# TEXT EXCERPT

**********

The owner estimates that its resilience investments boosted the insurable value of the property by 50 percent. The resilience investments have improved the resort’s branding and image, which has been important in the competitive high-end Florida convention business. “Many groups make their plans one to two years in advance, and this resilience gives them the confidence that the facility will be online and available even if there had been a hurricane six months before,” says the project manager.

Resilience measures lowered annual insurance premiums by an estimated $500,000, offering a significant reduction in annual operating expenses. They also have led to immediate energy savings: the impact-resistant windows are energy-efficient low-E rated and are saving approximately $110,000 per year and mitigating the resort’s contribution to global warming. The use of the on-site wells for irrigation reduces the use of city water and saves $75,000 per year.

Resilience strategies have enabled the property to maintain a competitive advantage by reducing the likelihood of building damage, shortening the duration of recovery, and adapting the site to a variety of conditions that would keep the resort operating. The owners also believe they have enhanced access to competitive financing and favorable terms. “What we’ve done is more like what institutions like hospitals and government agencies do for emergency response,” says the project manager. “This is a long-term hold for us, and this asset will stand out because of the resilience put into it.”

“ We thought it would be prudent to protect the property from incurring substantial storm damage that would take over a year to recover from.”
—Project Manager

1450 Brickell

In 2005, Alan Ojeda, the founder and CEO of Rilea Group, began planning 1450 as the second phase of a two-acre mixed-use project on Brickell Avenue, Miami’s Wall Street. (The first phase was the 36-story One Broadway apartment building. The project also includes a parking garage with 1,200 spaces, located in the lower floors of the office building, and an adjacent 12-story parking structure, which has a rooftop terrace). The 2005 commercial real estate market in Miami was in transition as a result of overbuilding and heavy damage along Brickell Avenue from Hurricane Wilma. Many high-rise buildings lost windows, suffered extensive damage, and were out of commission for an extended period.

The Miami-Dade code for commercial buildings required that the first 30 vertical feet of a building have large-missile impact-resistant glass to withstand high winds and impacts from flying debris; above 30 feet, glass had to resist small-missile impacts. But the damage from Hurricane Wilma convinced Ojeda that the code was not adequate.

**********

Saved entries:
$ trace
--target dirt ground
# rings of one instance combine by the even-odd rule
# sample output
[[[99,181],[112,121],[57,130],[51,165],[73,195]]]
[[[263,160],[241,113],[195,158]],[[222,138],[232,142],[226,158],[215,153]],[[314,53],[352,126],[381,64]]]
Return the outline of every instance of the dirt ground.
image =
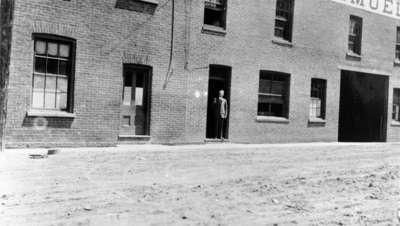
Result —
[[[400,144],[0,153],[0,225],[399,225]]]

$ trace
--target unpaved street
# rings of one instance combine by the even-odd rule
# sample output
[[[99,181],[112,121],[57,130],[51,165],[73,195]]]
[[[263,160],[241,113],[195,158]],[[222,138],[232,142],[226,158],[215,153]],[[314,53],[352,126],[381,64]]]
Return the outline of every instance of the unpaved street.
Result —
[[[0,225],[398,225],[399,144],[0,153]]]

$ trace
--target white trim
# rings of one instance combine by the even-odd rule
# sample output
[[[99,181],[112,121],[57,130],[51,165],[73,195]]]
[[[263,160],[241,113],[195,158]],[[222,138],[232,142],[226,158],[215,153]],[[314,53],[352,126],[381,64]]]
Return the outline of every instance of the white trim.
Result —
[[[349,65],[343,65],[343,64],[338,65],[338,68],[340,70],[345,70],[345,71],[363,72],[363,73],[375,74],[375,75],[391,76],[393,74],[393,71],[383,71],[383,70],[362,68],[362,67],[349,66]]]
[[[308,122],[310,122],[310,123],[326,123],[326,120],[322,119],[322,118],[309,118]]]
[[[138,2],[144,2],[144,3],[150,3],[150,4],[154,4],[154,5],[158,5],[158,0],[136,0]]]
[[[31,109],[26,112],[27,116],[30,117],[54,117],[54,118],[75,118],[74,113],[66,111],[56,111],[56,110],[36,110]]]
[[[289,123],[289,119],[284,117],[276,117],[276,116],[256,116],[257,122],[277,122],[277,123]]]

**********

What does the resilience text say in reply to each of these?
(a) About how much per year do the impact-resistant windows save?
(b) How many spaces does the parking garage in the lower floors of the office building have?
(c) Which hurricane caused heavy damage along Brickell Avenue?
The records were taken from a separate source.

# WRITTEN ANSWER
(a) Approximately $110,000 per year.
(b) 1,200 spaces.
(c) Hurricane Wilma.